JACKSONVILLE, Fla. -- There was a lot of scrambling on the Jacksonville Jaguars’ practice fields on Saturday afternoon – most of it by team officials to accommodate one of the biggest crowds in team history.
A steady flow of fans packed the practice field for the second day of the Jaguars’ rookie minicamp. They showed up about an hour before the 1 p.m. workout started, lining up into the parking lot in front of EverBank Field.
And they kept coming and coming and coming …
The final count: 6,214 fans, the most to ever watch a Jaguars rookie minicamp and nearly 2,000 more to attend a training camp session.
"This feels like it felt like it did in 1996 because of the enthusiasm that something better is on the way," said Brian Sexton, the team’s play-by-play radio announcer for the franchise’s first 19 seasons.
There’s certainly reason for the optimism. The Jaguars’ draft class has been lauded by draft analysts and experts across the country as one of the best in the league. General manager David Caldwell took former Central Florida quarterback Blake Bortles with the No. 3 overall pick and followed that with a pair of receivers in the second round: USC’s Marqise Lee, whom many regarded as a first-round talent, and Penn State’s Allen Robinson.
Bortles looked a little better on Saturday than he did on Friday. He completed 12 of 18 passes and was the victim of two drops. Robinson stood out by digging out a low throw and making a diving catch on a deep ball thrown by undrafted free-agent quarterback Stephen Morris.

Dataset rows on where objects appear
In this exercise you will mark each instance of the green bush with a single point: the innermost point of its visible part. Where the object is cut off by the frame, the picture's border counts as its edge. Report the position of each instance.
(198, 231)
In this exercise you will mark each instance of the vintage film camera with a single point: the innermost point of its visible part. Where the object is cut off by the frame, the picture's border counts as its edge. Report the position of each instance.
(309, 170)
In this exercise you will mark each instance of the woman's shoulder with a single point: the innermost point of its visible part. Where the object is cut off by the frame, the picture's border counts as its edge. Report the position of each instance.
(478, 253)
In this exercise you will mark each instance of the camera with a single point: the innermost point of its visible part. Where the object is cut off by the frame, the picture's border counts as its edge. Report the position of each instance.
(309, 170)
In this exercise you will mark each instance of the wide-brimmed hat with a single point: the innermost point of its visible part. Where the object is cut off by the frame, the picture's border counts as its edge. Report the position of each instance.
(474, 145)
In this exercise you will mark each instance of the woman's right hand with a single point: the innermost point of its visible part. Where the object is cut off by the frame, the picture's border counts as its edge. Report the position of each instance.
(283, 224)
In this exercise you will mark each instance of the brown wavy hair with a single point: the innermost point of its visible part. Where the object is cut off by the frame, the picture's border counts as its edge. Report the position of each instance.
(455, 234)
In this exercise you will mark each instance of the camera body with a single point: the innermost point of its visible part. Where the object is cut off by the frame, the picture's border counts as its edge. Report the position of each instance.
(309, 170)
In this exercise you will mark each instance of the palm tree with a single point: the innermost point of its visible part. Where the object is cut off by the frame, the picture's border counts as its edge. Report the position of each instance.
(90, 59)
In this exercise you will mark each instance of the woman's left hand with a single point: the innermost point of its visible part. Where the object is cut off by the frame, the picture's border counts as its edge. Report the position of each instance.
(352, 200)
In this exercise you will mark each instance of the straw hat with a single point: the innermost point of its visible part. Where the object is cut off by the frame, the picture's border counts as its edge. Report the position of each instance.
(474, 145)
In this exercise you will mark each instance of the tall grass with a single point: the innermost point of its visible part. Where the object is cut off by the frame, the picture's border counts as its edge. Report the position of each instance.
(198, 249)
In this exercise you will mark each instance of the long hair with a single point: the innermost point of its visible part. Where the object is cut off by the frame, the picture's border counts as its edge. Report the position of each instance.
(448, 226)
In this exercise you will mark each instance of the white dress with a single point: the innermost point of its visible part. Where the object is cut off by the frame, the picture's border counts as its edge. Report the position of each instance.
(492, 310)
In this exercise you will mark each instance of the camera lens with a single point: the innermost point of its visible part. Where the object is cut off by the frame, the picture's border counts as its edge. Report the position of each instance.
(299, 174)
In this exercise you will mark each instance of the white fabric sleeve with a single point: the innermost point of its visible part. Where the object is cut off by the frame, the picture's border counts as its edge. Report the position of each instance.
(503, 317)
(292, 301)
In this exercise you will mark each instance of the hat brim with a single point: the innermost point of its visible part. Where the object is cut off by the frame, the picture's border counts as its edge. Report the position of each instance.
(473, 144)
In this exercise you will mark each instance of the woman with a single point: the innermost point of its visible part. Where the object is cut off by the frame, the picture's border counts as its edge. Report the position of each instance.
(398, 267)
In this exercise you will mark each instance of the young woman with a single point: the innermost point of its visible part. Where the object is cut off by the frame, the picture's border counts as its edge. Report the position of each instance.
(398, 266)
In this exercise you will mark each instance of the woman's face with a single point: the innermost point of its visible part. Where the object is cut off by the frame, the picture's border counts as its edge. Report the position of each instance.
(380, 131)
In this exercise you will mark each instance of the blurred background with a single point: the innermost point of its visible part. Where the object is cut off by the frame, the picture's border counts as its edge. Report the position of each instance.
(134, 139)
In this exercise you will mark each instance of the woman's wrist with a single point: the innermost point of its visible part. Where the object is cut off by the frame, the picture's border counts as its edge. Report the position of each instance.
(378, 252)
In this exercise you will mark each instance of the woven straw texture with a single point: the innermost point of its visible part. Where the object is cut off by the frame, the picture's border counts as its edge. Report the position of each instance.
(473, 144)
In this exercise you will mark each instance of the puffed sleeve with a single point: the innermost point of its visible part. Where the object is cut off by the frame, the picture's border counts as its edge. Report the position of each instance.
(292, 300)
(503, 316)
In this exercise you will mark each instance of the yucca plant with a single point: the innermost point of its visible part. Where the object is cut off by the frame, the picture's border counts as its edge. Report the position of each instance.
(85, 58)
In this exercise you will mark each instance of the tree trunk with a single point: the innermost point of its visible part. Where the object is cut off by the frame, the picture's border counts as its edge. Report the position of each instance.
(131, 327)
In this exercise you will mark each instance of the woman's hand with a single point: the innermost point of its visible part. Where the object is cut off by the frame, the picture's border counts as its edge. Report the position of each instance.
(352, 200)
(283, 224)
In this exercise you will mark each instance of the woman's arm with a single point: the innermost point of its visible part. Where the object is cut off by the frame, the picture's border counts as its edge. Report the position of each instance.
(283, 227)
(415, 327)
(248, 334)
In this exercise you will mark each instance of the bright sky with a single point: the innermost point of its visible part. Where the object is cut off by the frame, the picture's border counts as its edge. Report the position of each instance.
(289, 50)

==

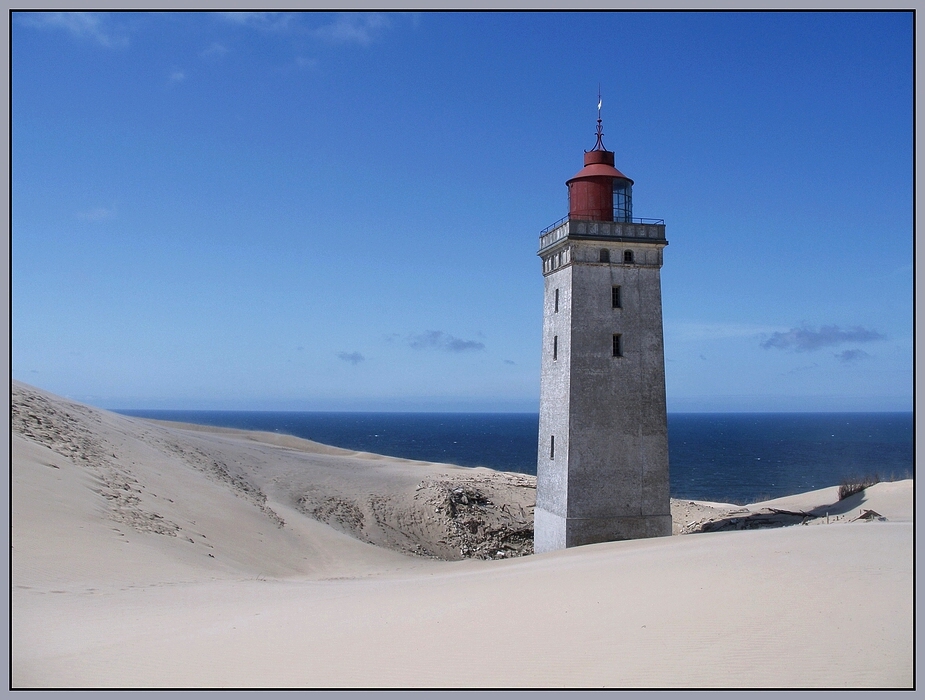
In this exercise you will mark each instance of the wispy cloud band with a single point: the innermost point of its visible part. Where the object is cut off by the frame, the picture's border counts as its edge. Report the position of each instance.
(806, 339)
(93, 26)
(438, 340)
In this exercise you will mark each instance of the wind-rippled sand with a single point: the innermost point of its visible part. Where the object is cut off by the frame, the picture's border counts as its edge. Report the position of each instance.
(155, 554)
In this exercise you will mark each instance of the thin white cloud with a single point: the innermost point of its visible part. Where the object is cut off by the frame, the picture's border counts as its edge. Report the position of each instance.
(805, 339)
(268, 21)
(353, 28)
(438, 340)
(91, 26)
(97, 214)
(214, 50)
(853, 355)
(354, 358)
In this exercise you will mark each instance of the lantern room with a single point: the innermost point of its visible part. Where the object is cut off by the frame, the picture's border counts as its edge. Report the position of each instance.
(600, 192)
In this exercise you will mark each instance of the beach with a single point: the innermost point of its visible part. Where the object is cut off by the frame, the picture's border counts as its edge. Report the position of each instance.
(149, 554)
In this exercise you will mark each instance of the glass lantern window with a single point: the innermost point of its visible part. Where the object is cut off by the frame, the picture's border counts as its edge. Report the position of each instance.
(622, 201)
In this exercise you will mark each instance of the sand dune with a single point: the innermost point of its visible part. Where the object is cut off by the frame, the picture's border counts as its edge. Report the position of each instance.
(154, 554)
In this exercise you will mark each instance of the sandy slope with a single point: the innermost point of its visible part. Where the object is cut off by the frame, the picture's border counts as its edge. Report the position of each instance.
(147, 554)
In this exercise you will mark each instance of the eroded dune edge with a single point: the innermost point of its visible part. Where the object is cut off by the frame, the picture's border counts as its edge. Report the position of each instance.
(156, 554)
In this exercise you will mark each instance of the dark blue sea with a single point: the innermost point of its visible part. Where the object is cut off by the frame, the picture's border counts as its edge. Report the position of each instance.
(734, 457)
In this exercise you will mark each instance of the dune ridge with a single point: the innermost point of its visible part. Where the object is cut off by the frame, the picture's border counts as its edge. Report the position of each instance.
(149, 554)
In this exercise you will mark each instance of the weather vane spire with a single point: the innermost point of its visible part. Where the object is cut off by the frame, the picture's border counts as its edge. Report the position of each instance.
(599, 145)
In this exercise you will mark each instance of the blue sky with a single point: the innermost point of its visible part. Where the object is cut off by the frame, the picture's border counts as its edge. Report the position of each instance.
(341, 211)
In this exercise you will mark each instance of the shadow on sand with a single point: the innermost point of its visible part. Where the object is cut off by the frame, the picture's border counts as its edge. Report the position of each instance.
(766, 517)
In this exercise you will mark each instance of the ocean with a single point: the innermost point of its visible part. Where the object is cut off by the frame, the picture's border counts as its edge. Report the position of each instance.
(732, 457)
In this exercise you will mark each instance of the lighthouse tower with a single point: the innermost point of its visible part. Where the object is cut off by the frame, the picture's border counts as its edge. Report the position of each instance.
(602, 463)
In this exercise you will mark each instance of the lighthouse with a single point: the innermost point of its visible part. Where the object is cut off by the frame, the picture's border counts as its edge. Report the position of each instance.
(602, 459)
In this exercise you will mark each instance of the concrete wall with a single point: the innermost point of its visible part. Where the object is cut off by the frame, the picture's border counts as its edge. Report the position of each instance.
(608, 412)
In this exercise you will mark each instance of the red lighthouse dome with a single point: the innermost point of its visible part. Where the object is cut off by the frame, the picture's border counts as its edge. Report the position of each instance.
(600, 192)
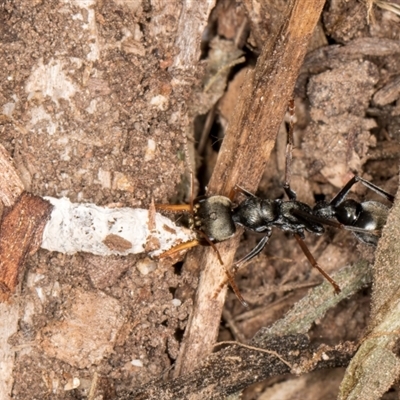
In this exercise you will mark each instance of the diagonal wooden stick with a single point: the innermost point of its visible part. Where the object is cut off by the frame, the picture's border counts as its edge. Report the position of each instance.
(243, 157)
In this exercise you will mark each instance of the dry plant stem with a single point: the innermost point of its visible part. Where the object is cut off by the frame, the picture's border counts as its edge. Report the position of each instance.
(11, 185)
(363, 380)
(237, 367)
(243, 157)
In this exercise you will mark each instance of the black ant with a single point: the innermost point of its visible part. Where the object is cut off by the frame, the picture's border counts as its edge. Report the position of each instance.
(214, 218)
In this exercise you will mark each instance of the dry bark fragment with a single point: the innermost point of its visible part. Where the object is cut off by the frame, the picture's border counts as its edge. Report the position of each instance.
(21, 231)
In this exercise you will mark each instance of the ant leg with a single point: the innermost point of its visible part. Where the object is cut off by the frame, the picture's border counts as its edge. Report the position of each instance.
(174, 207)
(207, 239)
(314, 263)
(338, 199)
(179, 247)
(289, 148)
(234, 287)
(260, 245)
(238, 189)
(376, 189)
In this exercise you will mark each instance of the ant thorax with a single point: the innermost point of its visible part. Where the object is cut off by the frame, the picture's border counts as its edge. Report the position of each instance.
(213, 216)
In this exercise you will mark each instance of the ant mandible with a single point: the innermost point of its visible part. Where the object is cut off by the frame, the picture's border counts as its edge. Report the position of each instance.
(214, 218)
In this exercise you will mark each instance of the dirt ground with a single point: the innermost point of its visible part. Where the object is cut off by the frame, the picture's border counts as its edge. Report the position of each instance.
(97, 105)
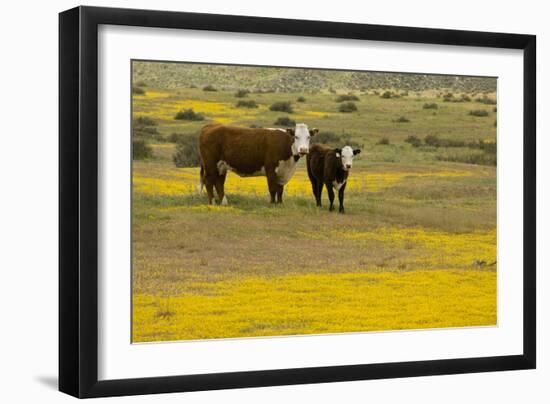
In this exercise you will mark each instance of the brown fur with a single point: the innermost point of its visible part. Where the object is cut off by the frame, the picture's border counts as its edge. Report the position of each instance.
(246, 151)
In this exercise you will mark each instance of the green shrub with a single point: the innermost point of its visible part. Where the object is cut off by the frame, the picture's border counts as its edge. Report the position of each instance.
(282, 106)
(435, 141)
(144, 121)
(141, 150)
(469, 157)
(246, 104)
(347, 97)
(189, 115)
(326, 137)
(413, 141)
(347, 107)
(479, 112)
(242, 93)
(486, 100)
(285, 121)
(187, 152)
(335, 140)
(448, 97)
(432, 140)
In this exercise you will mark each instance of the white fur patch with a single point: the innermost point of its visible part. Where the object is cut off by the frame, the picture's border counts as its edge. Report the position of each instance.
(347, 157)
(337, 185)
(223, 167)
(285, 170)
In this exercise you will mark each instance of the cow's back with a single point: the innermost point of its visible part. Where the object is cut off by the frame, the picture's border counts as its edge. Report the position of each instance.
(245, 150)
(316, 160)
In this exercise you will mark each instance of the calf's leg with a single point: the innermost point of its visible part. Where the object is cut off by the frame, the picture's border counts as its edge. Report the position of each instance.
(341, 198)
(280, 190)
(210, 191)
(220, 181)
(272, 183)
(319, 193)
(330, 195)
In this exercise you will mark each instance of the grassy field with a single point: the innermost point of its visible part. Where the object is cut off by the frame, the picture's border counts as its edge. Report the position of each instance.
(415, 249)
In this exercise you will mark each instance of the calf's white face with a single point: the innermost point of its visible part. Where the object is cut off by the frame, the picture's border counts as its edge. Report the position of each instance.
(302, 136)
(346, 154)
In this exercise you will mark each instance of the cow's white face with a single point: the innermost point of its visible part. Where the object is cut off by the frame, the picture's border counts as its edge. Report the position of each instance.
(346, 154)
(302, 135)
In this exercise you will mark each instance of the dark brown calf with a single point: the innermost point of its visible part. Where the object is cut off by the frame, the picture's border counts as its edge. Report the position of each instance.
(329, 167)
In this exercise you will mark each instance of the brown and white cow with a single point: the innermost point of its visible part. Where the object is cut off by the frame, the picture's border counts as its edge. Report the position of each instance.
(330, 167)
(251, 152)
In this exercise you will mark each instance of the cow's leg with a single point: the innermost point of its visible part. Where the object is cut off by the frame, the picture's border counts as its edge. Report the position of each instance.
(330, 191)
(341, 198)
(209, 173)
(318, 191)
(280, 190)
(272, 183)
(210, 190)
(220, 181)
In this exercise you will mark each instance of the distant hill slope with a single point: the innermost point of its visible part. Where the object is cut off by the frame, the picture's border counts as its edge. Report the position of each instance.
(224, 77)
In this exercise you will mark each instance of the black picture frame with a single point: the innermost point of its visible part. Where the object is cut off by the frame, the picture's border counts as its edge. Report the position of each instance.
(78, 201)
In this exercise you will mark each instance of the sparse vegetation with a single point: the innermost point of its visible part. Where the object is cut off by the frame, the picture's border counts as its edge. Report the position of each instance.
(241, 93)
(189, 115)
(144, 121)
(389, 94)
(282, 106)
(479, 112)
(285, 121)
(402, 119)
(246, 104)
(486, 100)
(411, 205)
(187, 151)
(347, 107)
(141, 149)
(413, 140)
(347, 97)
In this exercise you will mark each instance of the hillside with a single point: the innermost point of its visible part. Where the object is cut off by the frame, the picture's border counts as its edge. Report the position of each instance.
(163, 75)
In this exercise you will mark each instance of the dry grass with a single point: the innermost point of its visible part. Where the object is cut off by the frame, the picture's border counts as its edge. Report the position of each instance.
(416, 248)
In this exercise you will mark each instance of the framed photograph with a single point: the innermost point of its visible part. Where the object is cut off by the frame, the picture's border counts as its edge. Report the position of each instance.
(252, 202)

==

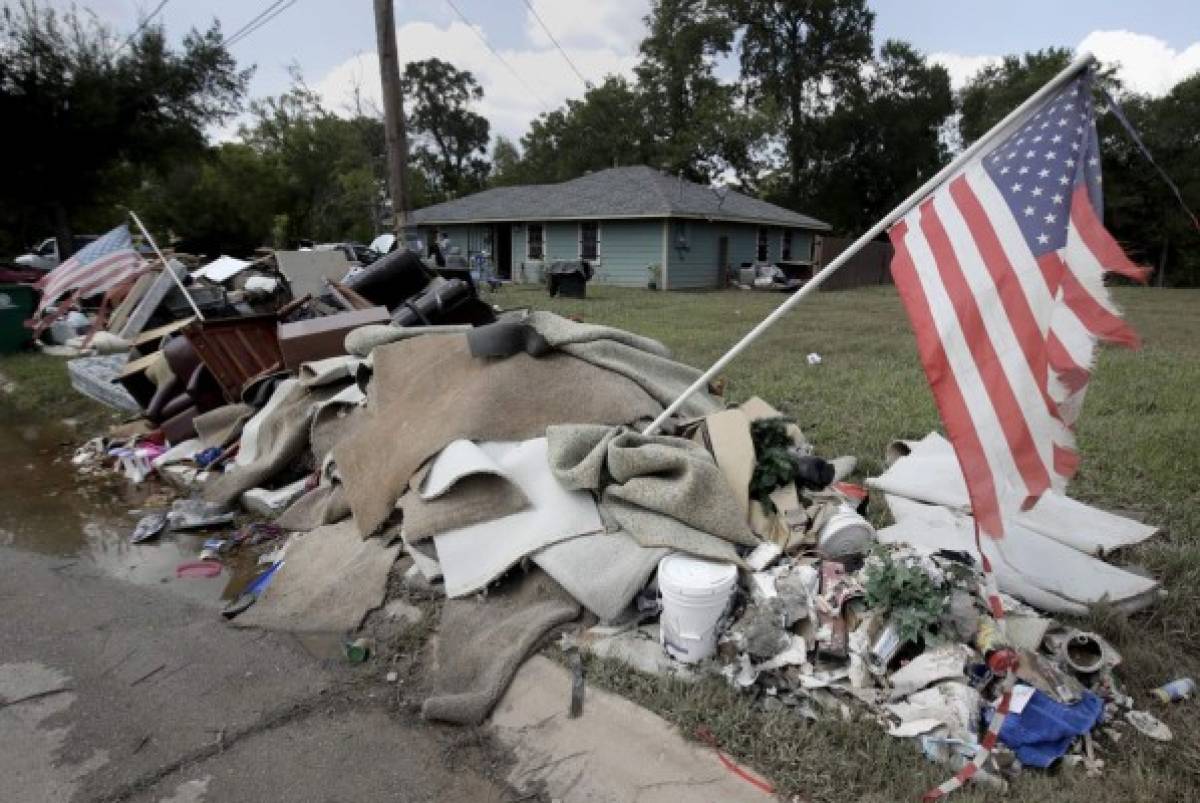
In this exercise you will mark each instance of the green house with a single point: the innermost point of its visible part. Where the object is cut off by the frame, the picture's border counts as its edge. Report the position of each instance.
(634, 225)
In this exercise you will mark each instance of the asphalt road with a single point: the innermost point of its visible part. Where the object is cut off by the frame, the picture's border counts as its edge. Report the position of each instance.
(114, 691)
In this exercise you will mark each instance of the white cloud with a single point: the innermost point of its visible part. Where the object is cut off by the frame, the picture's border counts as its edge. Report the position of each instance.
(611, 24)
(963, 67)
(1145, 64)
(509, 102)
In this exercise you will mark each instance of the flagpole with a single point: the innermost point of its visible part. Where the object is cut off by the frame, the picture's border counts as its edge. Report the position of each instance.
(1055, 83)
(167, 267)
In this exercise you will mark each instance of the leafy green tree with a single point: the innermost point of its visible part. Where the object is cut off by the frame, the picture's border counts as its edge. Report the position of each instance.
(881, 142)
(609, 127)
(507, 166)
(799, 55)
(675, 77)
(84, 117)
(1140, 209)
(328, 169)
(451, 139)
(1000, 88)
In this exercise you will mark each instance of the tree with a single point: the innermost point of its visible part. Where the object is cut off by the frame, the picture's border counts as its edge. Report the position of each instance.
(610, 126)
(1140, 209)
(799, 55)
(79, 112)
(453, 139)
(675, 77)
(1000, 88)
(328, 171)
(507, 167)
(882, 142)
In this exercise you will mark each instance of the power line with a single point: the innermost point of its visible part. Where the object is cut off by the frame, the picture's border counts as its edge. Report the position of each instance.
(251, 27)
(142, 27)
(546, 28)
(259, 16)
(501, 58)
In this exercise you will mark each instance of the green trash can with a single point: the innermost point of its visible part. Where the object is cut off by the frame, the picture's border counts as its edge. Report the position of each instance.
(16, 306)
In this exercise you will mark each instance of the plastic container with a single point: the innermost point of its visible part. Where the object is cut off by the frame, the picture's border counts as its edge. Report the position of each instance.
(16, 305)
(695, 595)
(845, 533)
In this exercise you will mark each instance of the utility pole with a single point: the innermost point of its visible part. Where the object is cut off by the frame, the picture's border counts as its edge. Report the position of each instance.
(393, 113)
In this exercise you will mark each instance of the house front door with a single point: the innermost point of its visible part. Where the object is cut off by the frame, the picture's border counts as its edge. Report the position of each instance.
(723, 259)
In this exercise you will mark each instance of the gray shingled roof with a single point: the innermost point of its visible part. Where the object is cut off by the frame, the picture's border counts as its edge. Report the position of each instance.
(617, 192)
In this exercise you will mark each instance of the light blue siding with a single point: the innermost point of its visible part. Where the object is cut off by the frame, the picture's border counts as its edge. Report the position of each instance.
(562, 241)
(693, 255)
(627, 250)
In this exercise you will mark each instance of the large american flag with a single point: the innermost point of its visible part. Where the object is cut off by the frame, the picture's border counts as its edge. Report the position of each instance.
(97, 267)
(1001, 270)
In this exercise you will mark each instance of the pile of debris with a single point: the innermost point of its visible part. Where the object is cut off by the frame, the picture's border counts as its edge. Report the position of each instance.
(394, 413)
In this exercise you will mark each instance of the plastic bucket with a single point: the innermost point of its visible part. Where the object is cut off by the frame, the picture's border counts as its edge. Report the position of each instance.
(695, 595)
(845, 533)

* Task requirements *
A – List every player named in the article about the Jaguars rookie minicamp.
B – Repeat word for word the part of the Jaguars minicamp article from "And they kept" to "first 19 seasons.".

* Full solutions *
A – Blake Bortles, Marqise Lee, Allen Robinson, Stephen Morris

B –
And they kept coming and coming and coming …
The final count: 6,214 fans, the most to ever watch a Jaguars rookie minicamp and nearly 2,000 more to attend a training camp session.
"This feels like it felt like it did in 1996 because of the enthusiasm that something better is on the way," said Brian Sexton, the team’s play-by-play radio announcer for the franchise’s first 19 seasons.